### [PROBLEM TO WORK ON]
Switch "Reply" to "Answer" everywhere it occurs in the records below and write them out again, with everything else unchanged. Leave the pictures out of your answer.
-- Start DATA FOR THE TASK --
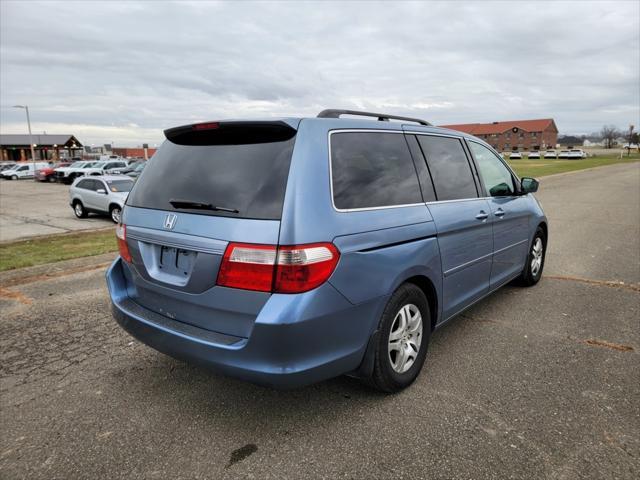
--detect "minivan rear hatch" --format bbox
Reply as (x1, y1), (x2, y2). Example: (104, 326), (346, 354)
(123, 121), (297, 337)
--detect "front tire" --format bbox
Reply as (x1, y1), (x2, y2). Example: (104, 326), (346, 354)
(518, 227), (547, 287)
(370, 283), (431, 393)
(73, 200), (87, 218)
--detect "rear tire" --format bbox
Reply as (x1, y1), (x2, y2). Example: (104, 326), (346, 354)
(370, 283), (431, 393)
(73, 200), (87, 218)
(517, 227), (547, 287)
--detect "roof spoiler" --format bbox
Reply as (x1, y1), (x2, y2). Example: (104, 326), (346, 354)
(318, 109), (432, 127)
(164, 120), (296, 146)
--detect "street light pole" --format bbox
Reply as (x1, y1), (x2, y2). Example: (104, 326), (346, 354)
(13, 105), (36, 180)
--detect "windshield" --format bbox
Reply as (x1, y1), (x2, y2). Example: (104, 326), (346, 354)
(106, 180), (133, 192)
(127, 135), (295, 219)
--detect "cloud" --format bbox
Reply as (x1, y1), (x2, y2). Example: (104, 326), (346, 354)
(0, 1), (640, 144)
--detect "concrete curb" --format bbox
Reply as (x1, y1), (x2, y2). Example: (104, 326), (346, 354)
(0, 252), (118, 287)
(537, 160), (640, 178)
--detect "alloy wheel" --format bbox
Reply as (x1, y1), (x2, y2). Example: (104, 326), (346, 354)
(388, 303), (422, 373)
(531, 237), (544, 277)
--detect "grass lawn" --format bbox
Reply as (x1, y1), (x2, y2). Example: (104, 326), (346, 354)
(0, 229), (118, 272)
(507, 153), (640, 177)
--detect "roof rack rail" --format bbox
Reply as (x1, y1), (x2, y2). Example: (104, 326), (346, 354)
(318, 109), (432, 127)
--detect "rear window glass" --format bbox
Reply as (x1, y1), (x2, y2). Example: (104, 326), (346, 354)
(107, 180), (133, 192)
(418, 135), (478, 201)
(127, 137), (295, 219)
(331, 132), (422, 210)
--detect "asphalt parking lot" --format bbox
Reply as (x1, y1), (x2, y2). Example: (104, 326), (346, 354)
(0, 163), (640, 479)
(0, 179), (113, 242)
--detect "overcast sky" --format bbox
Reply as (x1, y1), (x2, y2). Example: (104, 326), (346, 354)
(0, 0), (640, 146)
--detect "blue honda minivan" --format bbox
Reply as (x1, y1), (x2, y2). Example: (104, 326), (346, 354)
(107, 110), (548, 392)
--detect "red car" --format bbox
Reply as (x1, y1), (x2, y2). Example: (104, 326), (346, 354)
(36, 162), (71, 182)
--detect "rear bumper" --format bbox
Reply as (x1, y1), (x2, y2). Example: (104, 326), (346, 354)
(107, 258), (386, 388)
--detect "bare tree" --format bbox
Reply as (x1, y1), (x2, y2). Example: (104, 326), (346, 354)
(600, 125), (620, 148)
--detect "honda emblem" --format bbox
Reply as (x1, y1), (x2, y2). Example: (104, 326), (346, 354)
(164, 213), (178, 230)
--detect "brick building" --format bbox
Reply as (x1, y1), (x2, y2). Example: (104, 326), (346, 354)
(111, 147), (157, 158)
(441, 118), (558, 152)
(0, 133), (82, 162)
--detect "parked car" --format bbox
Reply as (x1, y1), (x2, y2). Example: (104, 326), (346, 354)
(54, 161), (98, 184)
(82, 160), (127, 175)
(0, 162), (17, 172)
(69, 175), (133, 223)
(0, 162), (49, 180)
(112, 161), (143, 175)
(107, 110), (547, 392)
(36, 162), (71, 182)
(567, 149), (587, 160)
(125, 162), (147, 178)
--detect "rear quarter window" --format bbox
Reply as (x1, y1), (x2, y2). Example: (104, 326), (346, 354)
(418, 135), (478, 201)
(330, 132), (422, 210)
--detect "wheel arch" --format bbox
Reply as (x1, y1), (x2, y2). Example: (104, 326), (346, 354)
(404, 275), (439, 331)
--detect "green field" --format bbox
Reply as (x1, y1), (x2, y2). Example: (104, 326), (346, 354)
(507, 153), (640, 177)
(0, 229), (118, 272)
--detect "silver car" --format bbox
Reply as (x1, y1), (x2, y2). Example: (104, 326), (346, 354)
(69, 175), (134, 223)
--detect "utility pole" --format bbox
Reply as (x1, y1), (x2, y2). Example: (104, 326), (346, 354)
(13, 105), (36, 180)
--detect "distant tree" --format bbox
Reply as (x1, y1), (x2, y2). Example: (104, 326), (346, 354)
(600, 125), (620, 148)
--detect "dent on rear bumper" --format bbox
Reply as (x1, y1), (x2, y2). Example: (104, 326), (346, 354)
(107, 258), (386, 388)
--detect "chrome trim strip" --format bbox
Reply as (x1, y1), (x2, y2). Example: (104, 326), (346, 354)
(127, 226), (227, 255)
(493, 238), (529, 255)
(444, 238), (528, 277)
(436, 272), (520, 322)
(443, 252), (494, 277)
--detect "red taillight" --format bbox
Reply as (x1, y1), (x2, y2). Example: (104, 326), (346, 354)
(217, 243), (340, 293)
(216, 243), (276, 292)
(191, 122), (220, 130)
(273, 243), (340, 293)
(116, 223), (131, 263)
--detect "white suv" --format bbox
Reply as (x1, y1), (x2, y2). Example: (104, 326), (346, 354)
(82, 160), (127, 175)
(69, 175), (134, 223)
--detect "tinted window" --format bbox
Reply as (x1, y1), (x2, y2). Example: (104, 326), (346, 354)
(418, 135), (478, 200)
(407, 135), (436, 202)
(469, 142), (516, 197)
(107, 180), (133, 192)
(331, 132), (422, 209)
(127, 135), (295, 219)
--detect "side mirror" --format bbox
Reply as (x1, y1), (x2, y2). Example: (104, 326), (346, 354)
(520, 177), (540, 194)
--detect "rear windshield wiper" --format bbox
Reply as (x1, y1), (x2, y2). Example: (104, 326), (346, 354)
(169, 200), (240, 213)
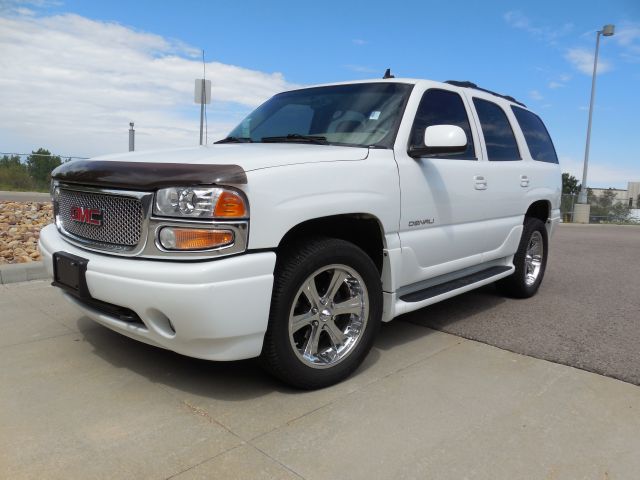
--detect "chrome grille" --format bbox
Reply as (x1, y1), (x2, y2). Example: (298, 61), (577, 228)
(58, 189), (143, 247)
-- End DATA FOR THE TASK --
### [THE REPLY]
--detect "minivan rear hatch" --format bbox
Answer as (x1, y1), (x2, y2). Example: (104, 326), (346, 354)
(123, 121), (297, 337)
--detect "front tire" --format bbox
Answer as (x1, y1), (x2, y2). Example: (104, 326), (346, 354)
(518, 227), (547, 287)
(370, 283), (431, 393)
(73, 200), (87, 218)
--detect "rear tire" --format bbox
Answer as (x1, y1), (x2, y2). Example: (104, 326), (346, 354)
(370, 283), (431, 393)
(73, 200), (87, 218)
(517, 227), (547, 287)
--detect "roof spoiler" --format bbox
Answer as (x1, y1), (x2, y2). Example: (104, 326), (346, 354)
(318, 109), (432, 127)
(164, 120), (296, 146)
--detect "street light pole" --format bbox
Answer as (x1, y1), (x2, y2). Example: (104, 326), (346, 354)
(13, 105), (36, 180)
--detect "windshield" --format bbox
Answer as (x1, y1), (x2, y2). Example: (104, 326), (346, 354)
(106, 180), (133, 192)
(127, 135), (295, 219)
--detect "cloud" --format bbox
Answer as (x1, y1), (x2, y2). Example: (104, 326), (346, 354)
(0, 1), (640, 144)
--detect "concrete curb" --format bbox
Answer as (x1, y1), (x2, y2). Example: (104, 326), (346, 354)
(0, 252), (118, 287)
(537, 160), (640, 178)
--detect "alloy wheel" --format bbox
Answer as (x1, y1), (x2, y2). Example: (104, 326), (346, 354)
(388, 303), (422, 373)
(531, 237), (544, 277)
--detect "grass lawn" --format bbox
Answer as (x1, y1), (x2, y2). Example: (104, 326), (346, 354)
(0, 229), (118, 272)
(507, 153), (640, 177)
--detect "roof rack rail" --format bbox
Answer as (x1, y1), (x2, y2). Example: (104, 326), (346, 354)
(318, 109), (432, 127)
--detect "rear window glass" --format bbox
Answer as (x1, y1), (x2, y2). Example: (104, 326), (346, 354)
(107, 180), (133, 192)
(418, 135), (478, 201)
(127, 137), (295, 219)
(331, 132), (422, 210)
--detect "asphalt parking lot" --format bbox
Answer as (x1, y1), (x2, y2). Example: (104, 326), (346, 354)
(0, 163), (640, 479)
(0, 179), (113, 242)
--detect "overcast sky" --format bbox
Answer as (x1, y1), (x2, y2). Example: (104, 326), (346, 354)
(0, 0), (640, 146)
--detect "blue honda minivan" --format bbox
Answer as (x1, y1), (x2, y2). Example: (104, 326), (346, 354)
(107, 110), (548, 392)
--detect "red car" --format bbox
Answer as (x1, y1), (x2, y2). Example: (104, 326), (346, 354)
(36, 162), (71, 182)
--detect "rear bumper" --format bbox
Answer as (x1, y1), (x2, y2). Example: (104, 326), (346, 354)
(107, 258), (386, 388)
--detect "bare tree" --format bbox
Answer as (x1, y1), (x2, y2). Example: (104, 326), (346, 354)
(600, 125), (620, 148)
--detect "honda emblem" --format bbox
Answer as (x1, y1), (x2, y2). Example: (104, 326), (346, 354)
(164, 213), (178, 230)
--detect "brick building" --format bbox
Answer as (x1, y1), (x2, y2). Example: (104, 326), (346, 354)
(111, 147), (157, 158)
(441, 118), (558, 152)
(0, 133), (82, 162)
--detect "parked car" --format bbox
Answer as (x1, y1), (x2, y2). Example: (104, 326), (346, 354)
(54, 161), (98, 184)
(82, 160), (127, 175)
(0, 162), (17, 172)
(69, 175), (133, 223)
(0, 162), (49, 180)
(112, 161), (143, 175)
(107, 110), (547, 392)
(36, 162), (71, 182)
(567, 149), (587, 160)
(125, 162), (147, 178)
--detect "rear quarter window" --format bbox
Answer as (x1, y1), (x2, y2). Example: (104, 326), (346, 354)
(418, 135), (478, 201)
(330, 132), (422, 210)
--detect "wheel arch" --format bbox
Answer as (x1, y1), (x2, y2). Example: (104, 326), (346, 354)
(404, 275), (439, 331)
--detect "green field" --format bbox
Answer as (x1, y1), (x2, y2). Example: (104, 326), (346, 354)
(507, 153), (640, 177)
(0, 229), (118, 272)
--detect "silver car" --format bbox
Answer as (x1, y1), (x2, y2). Example: (104, 326), (346, 354)
(69, 175), (134, 223)
--detect "utility pole" --format bbox
Answer as (x1, y1), (x2, y2). Example: (104, 326), (346, 354)
(13, 105), (36, 180)
--detect "distant tree" --format bbox
Answer as (x1, y1), (x2, y2). Example: (104, 326), (346, 354)
(600, 125), (620, 148)
--detect "dent on rear bumper" --format bbox
Answer as (x1, y1), (x2, y2). Example: (104, 326), (346, 354)
(107, 258), (386, 388)
--detect "chrome trim strip" --format bbox
Answer as (x1, y1), (x2, y2). Example: (104, 326), (346, 354)
(127, 226), (227, 255)
(493, 238), (529, 255)
(444, 238), (528, 277)
(436, 272), (520, 322)
(443, 252), (494, 277)
--detect "red taillight" --format bbox
Answer as (x1, y1), (x2, y2). Example: (104, 326), (346, 354)
(217, 243), (340, 293)
(216, 243), (276, 292)
(191, 122), (220, 130)
(273, 243), (340, 293)
(116, 223), (131, 263)
--detect "white suv" --format bbox
Answer as (x1, y1), (x2, y2). Example: (104, 326), (346, 354)
(82, 160), (127, 175)
(69, 175), (134, 223)
--detect "tinted window" --format bbox
Answer as (x1, y1), (x2, y2). Example: (104, 326), (346, 354)
(418, 135), (478, 200)
(407, 135), (436, 202)
(469, 142), (516, 197)
(107, 180), (133, 192)
(331, 132), (422, 209)
(127, 135), (295, 219)
--detect "side mirror" --format bbox
Answer as (x1, y1), (x2, y2). Example: (104, 326), (346, 354)
(520, 177), (540, 194)
--detect "rear windshield wiper" --format bbox
Answer as (x1, y1), (x2, y2). Example: (104, 326), (346, 354)
(169, 200), (240, 213)
--detect "chrome grille" --format bbox
Answer as (x1, y1), (x2, y2). Example: (298, 61), (577, 228)
(58, 189), (143, 247)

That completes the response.